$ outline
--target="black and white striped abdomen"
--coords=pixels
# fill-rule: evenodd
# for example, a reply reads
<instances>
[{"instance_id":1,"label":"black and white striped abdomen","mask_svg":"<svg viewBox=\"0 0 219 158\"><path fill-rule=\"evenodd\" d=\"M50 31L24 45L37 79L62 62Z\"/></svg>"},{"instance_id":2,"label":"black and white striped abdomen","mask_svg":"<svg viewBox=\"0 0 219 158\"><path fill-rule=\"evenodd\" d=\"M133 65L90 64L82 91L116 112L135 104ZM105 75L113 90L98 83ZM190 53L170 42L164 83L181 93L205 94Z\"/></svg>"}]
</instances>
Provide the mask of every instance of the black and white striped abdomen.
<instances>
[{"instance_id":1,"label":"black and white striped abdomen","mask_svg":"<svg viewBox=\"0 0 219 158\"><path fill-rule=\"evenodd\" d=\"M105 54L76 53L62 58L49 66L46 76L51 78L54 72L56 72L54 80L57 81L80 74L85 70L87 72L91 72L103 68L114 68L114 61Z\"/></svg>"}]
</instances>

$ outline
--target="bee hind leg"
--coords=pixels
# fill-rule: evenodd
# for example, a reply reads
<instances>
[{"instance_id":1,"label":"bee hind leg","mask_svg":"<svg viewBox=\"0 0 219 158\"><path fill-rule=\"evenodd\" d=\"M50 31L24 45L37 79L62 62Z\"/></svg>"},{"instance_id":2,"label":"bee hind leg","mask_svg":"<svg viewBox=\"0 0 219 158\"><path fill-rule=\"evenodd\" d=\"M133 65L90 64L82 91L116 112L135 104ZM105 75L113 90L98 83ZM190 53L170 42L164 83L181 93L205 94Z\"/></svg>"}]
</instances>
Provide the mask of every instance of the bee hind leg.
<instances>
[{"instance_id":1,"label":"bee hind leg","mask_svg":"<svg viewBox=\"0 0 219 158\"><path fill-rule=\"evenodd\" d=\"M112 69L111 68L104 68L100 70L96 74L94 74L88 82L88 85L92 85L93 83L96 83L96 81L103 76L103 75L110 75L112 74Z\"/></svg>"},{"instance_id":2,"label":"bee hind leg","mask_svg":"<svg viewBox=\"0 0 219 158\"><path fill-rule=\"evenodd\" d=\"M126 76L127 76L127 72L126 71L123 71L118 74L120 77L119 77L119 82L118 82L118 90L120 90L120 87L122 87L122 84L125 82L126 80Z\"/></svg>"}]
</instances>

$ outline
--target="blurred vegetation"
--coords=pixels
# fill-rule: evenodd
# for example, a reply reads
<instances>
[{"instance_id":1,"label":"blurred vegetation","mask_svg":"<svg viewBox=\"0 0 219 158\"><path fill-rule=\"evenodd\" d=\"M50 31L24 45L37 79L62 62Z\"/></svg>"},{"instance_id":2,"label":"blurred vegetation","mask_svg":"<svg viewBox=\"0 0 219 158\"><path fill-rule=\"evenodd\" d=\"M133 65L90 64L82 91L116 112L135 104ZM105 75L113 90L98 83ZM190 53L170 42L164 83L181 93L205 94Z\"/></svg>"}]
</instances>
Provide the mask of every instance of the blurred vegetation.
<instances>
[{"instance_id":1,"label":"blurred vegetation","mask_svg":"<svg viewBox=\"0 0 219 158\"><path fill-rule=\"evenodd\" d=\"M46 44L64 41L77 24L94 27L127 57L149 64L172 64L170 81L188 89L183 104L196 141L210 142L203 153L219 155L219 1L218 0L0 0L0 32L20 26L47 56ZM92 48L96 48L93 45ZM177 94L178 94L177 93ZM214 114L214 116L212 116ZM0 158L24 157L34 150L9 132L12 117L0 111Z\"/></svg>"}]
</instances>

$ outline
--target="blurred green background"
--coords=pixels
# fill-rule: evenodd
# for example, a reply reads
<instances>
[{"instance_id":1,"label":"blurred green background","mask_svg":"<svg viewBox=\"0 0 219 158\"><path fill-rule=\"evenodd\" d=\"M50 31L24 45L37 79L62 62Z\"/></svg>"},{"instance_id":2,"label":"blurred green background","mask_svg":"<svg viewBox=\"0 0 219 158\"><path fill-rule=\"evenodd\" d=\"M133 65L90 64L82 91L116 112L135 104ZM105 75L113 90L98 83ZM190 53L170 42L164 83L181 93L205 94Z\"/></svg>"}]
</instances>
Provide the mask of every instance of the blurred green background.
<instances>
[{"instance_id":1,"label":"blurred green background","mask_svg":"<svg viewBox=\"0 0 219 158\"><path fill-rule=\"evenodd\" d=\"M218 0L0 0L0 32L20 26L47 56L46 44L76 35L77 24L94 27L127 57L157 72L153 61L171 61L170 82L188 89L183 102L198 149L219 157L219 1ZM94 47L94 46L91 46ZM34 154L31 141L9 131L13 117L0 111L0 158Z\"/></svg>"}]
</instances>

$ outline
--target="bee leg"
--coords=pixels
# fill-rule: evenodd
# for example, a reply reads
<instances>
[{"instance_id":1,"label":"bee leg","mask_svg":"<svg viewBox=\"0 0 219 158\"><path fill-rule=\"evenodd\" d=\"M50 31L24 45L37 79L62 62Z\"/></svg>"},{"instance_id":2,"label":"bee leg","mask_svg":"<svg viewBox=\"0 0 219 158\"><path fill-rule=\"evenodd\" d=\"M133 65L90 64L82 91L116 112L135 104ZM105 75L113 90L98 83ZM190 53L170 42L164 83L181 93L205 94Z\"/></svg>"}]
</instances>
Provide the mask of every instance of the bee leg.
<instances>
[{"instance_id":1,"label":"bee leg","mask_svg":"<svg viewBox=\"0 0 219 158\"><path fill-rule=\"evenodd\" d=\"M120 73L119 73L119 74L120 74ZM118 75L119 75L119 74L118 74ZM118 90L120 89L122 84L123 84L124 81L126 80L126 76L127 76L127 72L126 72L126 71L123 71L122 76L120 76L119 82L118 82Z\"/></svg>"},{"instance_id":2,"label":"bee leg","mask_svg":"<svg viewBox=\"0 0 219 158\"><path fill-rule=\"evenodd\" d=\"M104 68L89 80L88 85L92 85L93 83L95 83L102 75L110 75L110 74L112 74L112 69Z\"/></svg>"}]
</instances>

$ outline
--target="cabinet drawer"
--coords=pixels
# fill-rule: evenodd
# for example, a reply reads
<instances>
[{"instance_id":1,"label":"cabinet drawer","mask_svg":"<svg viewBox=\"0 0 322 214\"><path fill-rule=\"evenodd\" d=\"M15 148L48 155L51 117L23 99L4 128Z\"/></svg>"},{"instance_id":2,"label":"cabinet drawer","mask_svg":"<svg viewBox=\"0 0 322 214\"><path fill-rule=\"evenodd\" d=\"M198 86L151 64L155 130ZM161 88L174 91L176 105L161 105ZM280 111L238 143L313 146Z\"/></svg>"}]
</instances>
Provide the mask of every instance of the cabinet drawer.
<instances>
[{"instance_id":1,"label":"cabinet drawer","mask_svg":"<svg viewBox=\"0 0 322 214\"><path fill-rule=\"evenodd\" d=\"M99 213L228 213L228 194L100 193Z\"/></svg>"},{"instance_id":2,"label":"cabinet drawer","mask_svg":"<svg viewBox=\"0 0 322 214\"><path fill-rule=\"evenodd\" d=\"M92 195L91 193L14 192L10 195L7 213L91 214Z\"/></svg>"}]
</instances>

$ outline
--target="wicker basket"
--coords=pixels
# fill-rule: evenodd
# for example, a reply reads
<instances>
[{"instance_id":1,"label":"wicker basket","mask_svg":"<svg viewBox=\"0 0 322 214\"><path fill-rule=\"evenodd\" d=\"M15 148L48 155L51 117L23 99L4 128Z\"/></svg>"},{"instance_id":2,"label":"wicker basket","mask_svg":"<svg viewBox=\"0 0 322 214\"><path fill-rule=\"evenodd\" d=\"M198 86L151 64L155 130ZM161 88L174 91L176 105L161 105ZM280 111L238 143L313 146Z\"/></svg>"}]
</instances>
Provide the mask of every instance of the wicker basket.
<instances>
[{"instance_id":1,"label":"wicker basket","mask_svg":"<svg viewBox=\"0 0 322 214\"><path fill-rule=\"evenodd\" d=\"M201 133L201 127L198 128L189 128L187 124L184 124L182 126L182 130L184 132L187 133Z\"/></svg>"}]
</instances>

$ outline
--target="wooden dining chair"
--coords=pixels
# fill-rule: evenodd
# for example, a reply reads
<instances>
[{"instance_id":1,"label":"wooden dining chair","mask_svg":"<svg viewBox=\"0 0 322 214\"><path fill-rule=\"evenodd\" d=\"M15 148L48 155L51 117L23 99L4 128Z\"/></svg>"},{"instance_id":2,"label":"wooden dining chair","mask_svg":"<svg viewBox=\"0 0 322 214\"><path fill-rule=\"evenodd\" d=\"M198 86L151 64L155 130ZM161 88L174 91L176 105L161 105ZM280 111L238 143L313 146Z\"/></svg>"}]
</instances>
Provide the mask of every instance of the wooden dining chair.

* TASK PROMPT:
Please count the lines of the material above that contain the string "every", where case counts. Reply with the number only.

* RESULT FOR THIS EXERCISE:
8